___ Given records ___
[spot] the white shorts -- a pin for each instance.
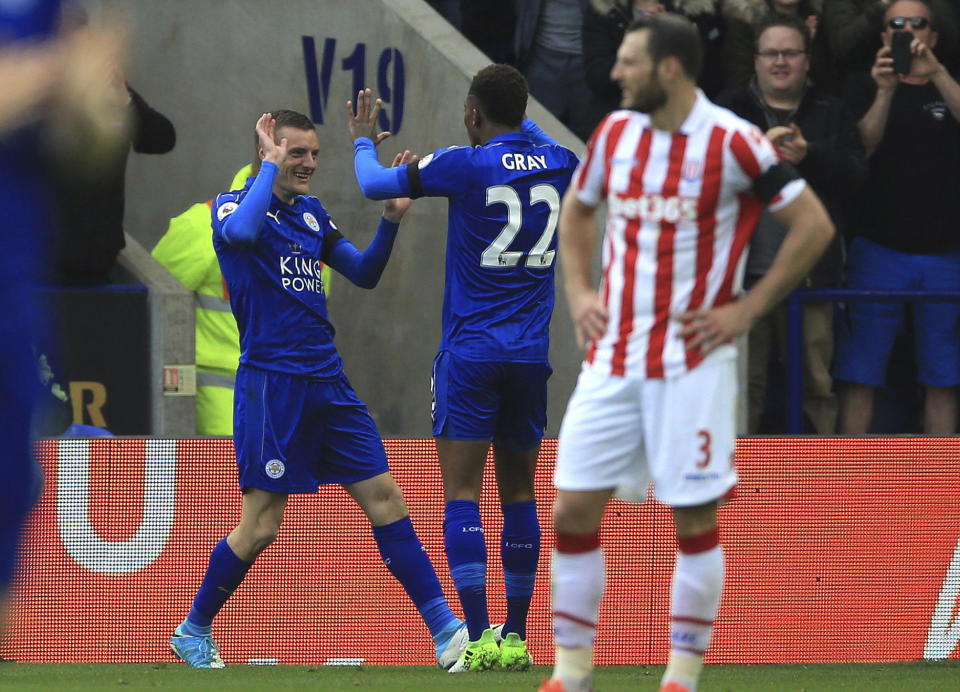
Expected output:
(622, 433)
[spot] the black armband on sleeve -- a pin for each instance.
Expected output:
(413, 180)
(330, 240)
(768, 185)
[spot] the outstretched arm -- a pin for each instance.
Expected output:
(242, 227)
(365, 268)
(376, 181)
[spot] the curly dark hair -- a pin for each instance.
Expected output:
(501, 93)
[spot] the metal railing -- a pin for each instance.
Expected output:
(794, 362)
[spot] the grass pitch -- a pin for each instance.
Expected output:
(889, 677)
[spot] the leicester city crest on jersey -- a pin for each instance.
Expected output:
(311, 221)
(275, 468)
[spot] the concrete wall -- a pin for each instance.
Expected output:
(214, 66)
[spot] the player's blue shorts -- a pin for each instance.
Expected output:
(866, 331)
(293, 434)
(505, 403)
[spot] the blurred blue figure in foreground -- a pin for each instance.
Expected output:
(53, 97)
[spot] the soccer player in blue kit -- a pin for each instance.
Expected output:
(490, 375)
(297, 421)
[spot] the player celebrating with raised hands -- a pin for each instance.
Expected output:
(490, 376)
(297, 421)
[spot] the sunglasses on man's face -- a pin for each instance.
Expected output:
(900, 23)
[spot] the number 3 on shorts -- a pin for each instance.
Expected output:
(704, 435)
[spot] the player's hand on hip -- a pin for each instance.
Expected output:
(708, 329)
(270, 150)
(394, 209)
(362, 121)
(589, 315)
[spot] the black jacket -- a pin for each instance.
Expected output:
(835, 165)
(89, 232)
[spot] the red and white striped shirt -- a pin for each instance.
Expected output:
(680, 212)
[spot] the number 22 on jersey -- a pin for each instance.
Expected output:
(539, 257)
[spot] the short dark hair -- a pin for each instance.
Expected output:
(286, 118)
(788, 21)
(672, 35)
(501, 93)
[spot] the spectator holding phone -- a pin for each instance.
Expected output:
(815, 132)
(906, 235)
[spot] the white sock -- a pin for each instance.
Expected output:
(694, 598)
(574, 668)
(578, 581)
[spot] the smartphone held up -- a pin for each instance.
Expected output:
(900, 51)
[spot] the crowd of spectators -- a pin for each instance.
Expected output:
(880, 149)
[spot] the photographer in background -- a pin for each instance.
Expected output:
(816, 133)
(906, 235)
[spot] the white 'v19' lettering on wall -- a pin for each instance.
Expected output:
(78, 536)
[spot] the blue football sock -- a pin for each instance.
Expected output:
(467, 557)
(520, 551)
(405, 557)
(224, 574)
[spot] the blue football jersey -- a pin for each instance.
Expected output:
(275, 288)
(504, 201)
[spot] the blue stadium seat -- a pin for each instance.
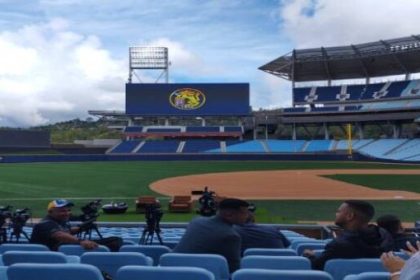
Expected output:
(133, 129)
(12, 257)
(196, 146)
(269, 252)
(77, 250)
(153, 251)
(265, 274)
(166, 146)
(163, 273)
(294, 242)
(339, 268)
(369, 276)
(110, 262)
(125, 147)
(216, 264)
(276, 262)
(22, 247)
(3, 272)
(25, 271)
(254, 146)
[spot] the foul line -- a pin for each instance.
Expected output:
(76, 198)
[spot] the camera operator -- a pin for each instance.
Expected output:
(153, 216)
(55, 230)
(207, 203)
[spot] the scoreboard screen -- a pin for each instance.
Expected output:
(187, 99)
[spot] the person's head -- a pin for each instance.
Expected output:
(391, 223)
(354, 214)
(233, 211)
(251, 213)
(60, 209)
___
___ Given records ___
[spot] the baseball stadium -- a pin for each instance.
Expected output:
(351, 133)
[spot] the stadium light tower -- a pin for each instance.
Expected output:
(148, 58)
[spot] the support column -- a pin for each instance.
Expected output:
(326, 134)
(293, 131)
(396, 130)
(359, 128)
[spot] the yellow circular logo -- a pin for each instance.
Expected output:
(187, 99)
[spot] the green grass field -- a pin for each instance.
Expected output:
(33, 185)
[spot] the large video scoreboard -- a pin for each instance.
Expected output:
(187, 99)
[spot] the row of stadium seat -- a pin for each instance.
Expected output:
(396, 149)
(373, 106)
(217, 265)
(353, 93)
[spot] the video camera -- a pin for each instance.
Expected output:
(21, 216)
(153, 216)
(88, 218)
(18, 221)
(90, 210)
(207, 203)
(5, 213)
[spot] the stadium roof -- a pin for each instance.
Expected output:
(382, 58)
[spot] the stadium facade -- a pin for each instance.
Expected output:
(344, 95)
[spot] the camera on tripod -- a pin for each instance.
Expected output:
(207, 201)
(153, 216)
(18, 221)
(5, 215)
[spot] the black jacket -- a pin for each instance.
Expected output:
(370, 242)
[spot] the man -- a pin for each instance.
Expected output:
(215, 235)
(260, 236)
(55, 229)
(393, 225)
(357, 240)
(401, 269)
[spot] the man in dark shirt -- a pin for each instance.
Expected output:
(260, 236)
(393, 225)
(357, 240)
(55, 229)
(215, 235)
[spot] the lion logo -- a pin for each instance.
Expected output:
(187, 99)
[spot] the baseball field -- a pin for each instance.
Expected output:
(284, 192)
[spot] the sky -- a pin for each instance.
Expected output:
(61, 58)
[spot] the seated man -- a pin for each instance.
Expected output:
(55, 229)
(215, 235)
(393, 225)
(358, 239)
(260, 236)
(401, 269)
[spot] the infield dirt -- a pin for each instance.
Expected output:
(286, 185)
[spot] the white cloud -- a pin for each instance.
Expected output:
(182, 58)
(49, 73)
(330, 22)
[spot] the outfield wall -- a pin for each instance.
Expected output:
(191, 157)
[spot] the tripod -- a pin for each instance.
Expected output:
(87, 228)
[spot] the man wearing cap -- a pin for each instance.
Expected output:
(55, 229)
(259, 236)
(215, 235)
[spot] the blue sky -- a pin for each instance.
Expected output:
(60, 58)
___
Report every line of the listing that contains the string "sock", copying each one in full.

[spot] the white sock -- a pin for each instance.
[spot] the blue football sock -- a pin for each instance.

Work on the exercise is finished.